A Bone With a Fragile Blood Supply

About 70% of the talus surface is covered in articular cartilage, the smooth, slippery tissue that lines joint surfaces. That’s an unusually high percentage, and it creates a problem: cartilage doesn’t carry blood vessels. The talus receives its blood supply only through the small areas of bare bone where ligaments and joint capsules attach.

Three main arteries feed the talus by sending branches into these exposed patches. The most important one enters through the tarsal canal on the underside of the neck. Two secondary sources enter from the inner side (near the deltoid ligament) and the outer side (through the sinus tarsi). These vessels are small and have limited backup connections to each other.

This precarious blood supply is the talus’s biggest vulnerability. When a fracture or dislocation tears through these small arteries, the bone can lose circulation entirely. Without blood flow, bone tissue dies, a condition called avascular necrosis. The risk climbs sharply with the severity of the injury.

Talus Fractures and the Risk of Bone Death

Talus fractures most commonly break through the neck, and doctors classify them using a system developed by Hawkins that grades severity from Type I to Type IV based on how much the bone has shifted out of position.

  • Type I: A crack through the neck with little or no displacement. The bone stays in its normal position. The risk of avascular necrosis is low, between 0% and 13%.
  • Type II: The neck is broken and the subtalar joint below is dislocated, but the ankle joint above stays intact. Avascular necrosis occurs in roughly 20% to 50% of cases because two of the three blood supply routes are likely disrupted.
  • Type III: Both the subtalar joint and the ankle joint are dislocated. In Hawkins’ original series, 91% of these injuries led to avascular necrosis because all three major blood vessels were torn.
  • Type IV: The most severe pattern, added later by other researchers. The talar body dislocates from the ankle and subtalar joints, and the head also separates from the navicular. Avascular necrosis rates range from 70% to 100%.

Type I fractures typically heal well with immobilization. Types II through IV almost always require surgery to realign the bone and restore as much blood flow as possible. Even with successful surgery, the months following a significant talus fracture involve close monitoring with imaging to check whether the bone is receiving enough circulation to survive.

GIVEN ENTRIES:
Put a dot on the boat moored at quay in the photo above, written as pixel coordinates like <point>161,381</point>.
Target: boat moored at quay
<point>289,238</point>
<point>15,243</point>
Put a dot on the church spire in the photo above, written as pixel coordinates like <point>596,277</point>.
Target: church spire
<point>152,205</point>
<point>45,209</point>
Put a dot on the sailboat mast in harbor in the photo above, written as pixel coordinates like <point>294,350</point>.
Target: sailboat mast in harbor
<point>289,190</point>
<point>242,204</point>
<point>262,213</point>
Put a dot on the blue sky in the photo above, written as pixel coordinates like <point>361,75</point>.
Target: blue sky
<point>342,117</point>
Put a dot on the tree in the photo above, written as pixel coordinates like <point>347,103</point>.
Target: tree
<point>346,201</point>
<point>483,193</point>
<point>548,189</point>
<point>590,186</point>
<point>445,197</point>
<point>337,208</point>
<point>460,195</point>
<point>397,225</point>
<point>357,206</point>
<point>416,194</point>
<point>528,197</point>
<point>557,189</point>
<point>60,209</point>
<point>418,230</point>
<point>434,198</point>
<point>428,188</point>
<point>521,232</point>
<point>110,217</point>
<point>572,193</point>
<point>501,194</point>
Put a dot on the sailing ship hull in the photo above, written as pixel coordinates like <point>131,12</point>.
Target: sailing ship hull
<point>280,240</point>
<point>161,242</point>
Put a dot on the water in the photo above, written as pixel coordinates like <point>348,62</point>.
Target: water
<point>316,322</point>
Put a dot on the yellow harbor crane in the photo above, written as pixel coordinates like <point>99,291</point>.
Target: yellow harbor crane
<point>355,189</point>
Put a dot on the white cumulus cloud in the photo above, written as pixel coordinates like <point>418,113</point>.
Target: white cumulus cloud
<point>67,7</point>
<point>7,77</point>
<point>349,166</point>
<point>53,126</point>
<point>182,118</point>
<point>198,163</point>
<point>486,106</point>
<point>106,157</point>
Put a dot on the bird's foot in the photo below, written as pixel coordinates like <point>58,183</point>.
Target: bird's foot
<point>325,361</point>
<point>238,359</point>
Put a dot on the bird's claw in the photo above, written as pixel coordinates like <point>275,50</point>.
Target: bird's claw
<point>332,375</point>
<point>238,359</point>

DIRECTIONS:
A - Reproduce the talus passage between "This precarious blood" and "of the injury.", inclusive.
B - For each type in the Hawkins classification described in the talus passage, give the avascular necrosis rate the passage reports.

SOLUTIONS FOR EACH TASK:
A -
This precarious blood supply is the talus’s biggest vulnerability. When a fracture or dislocation tears through these small arteries, the bone can lose circulation entirely. Without blood flow, bone tissue dies, a condition called avascular necrosis. The risk climbs sharply with the severity of the injury.

B -
Type I: 0% to 13%
Type II: roughly 20% to 50%
Type III: 91% (in Hawkins' original series)
Type IV: 70% to 100%